» **Extract**
+++
Haigney: Almost everything you do as a doctor continues to prepare you to do a better job. Whether it’s your training before you leave your fellowship, or working with your colleagues, or attending conferences. Early in my career, one thing that set me up for success was teaching the medical students physical exam. Particularly, what’s called the auscultation of the heart. That’s using the stethoscope to listen for abnormal heart sounds and murmurs. This is a skill that is really hard to teach. And despite having four years of cardiology training, I still didn’t understand some of the nuances of cardiac auscultation. Teaching the medical students forced me to really learn it and has made me much more confident in my use of the physical exam. Pretty much everything you do in your field continues to reinforce the things you learn. But teaching is one of the most, I think, effective ways of improving your practice. If you can explain something to a first year medical student, it means you really understand it.


Franzos: A major aspect about our school – it has a tremendous humanitarian and compassionate aspect. I've seen so many other similar aspects where the school steps forward and takes care of the students when life happens. That’s a really valuable aspect to our school that may not be present in many other medical schools. 

The other aspect that is fantastic about USU is that we have a camaraderie that is unparalleled. That, in part, comes from the fact that we all know we are going to be serving together for the next decade. So if you will, there’s kind of emphasis that we have to get along. But there’s also a common goal in mind. And that’s that we’re all caring for the nation's war fighters ensuring that we’re allowing them to deploy and get into the fight when it’s needed. That common goal is also something that brings us together, very powerfully. 

There is a palpable commitment to that throughout the university. Everybody knows that we’re educating and training the professionals who are going to keep our warfighters healthy. That commitment is inculcated in our students and reflected back years later when we’re in those deployed environments, or in those overseas environments, or even consulting each other here in our CONUS hospitals, when we just pick up the baton and help the patient, and help our colleagues the best we can.


Q. What advice can you offer medical students considering this specialty?

Haigney: I recommend doing a cardiology rotation during fourth year as well as speaking with me, Dr. Franzos, Dr. [Robert] Goldstein, or other cardiologists as well. We have a lot of research projects going on. Learning about the research is a good way for a student to get a sense of whether the things that are being done in cardiology are interesting to them.
+++
Saved data entries:
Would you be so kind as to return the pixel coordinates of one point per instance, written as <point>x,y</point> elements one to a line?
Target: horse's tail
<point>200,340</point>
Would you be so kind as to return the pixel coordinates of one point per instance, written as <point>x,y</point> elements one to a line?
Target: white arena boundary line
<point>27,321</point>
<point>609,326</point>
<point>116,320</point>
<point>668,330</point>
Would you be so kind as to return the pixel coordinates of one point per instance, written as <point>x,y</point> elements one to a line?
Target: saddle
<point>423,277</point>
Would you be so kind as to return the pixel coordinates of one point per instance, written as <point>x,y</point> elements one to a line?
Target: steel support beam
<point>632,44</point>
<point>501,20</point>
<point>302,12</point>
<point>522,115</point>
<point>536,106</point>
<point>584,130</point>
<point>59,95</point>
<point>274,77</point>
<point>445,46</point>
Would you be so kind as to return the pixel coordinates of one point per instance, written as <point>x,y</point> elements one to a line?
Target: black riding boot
+++
» **Tasks to complete**
1 > From the interview, reproduce the part that begins at the words "Haigney: I recommend" and stops after the words "interesting to them.".
2 > Answer these questions using the interview.
(a) What skill did Haigney teach medical students early in the career?
(b) According to Franzos, for how long do people at USU know they will be serving together?
(c) During which year of medical school does Haigney recommend doing a cardiology rotation?
You won't need the lines for any of this.

» **Outputs by task**
1 >
Haigney: I recommend doing a cardiology rotation during fourth year as well as speaking with me, Dr. Franzos, Dr. [Robert] Goldstein, or other cardiologists as well. We have a lot of research projects going on. Learning about the research is a good way for a student to get a sense of whether the things that are being done in cardiology are interesting to them.

2 >
(a) The physical exam, particularly auscultation of the heart.
(b) The next decade.
(c) The fourth year.